## CONSIGNE DONNÉE
Rédigez la suite du texte sur la part de soi restée dans l'ombre et sur le sens de la réussite, en commençant juste après sa dernière phrase.

## TEXTE SOURCE
Quand je regarde celle-ci, je vois une personne affirmée, qui regarde la vie bien en face, tout en s’appuyant sur ce qui est là, présente.
Cette partie  de moi qui se révèle dans l’ombre, me fait souvent défaut ses derniers temps. J’aurai besoin d’elle plus souvent. Ou peut-être a-t-elle juste besoin que je lui permette d’exister, afin qu’elle prenne sa place dans le monde. Peut-être vient-elle me dire qu’il est temps de lui donner des couleurs, de la faire vivre au grand jour, de l’animer d’un souffle de vie et de la laisser s’exprimer pleinement.
Qu’est-ce que réussir ? Voilà une question qui me fait sortir de ma bulle silencieuse. Quand je pense à la réussite, je pense immédiatement au sourire satisfait de mes parents, si fiers de moi,  le jour où j’ai décroché mon Bac avec mention. Je pense au soulagement de ma grand-mère, le jour où j’ai décroché mon CDI. Je pense à mon banquier, qui a commencé à être d’une extrême amabilité, le jour où il m’a vu à la télé, à l’époque où j’étais journaliste et relatait en trente secondes des nouvelles pourtant pas toujours très positives .

## LIGNES DE DONNÉES
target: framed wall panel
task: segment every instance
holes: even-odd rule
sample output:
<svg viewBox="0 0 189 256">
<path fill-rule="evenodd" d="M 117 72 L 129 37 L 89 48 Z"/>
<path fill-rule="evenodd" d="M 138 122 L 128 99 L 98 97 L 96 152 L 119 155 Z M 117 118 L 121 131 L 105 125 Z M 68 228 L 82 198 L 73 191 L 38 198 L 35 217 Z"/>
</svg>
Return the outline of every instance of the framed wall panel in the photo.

## RÉPONSE ATTENDUE
J’avais alors le sentiment d’avoir réussi. On reconnaissait mon parcours scolaire, mon statut, mon image . Et pourtant ces honneurs ne m’ont jamais totalement comblée. Au fond de moi, quelque chose me soufflait, que ce sentiment de réussite n’était pas juste, n’était pas en accord avec ma vérité. Je jouais un rôle. Le rôle qu’on m’avait attribué.  Pendant des années, j’ai dépensé beaucoup d’énergie pour répondre aux attentes des autres, totalement déconnectée de mes propres besoins et de mes aspirations profondes. Pas de regrets, bien sûr. Chaque étape du chemin est nécessaire à la suite du voyage. A l’époque je ne me posais pas trop de questions. J’avais réussi. Alors à quoi bon aller chercher autre chose ? Qu’est-ce qui pouvait bien me manquer ?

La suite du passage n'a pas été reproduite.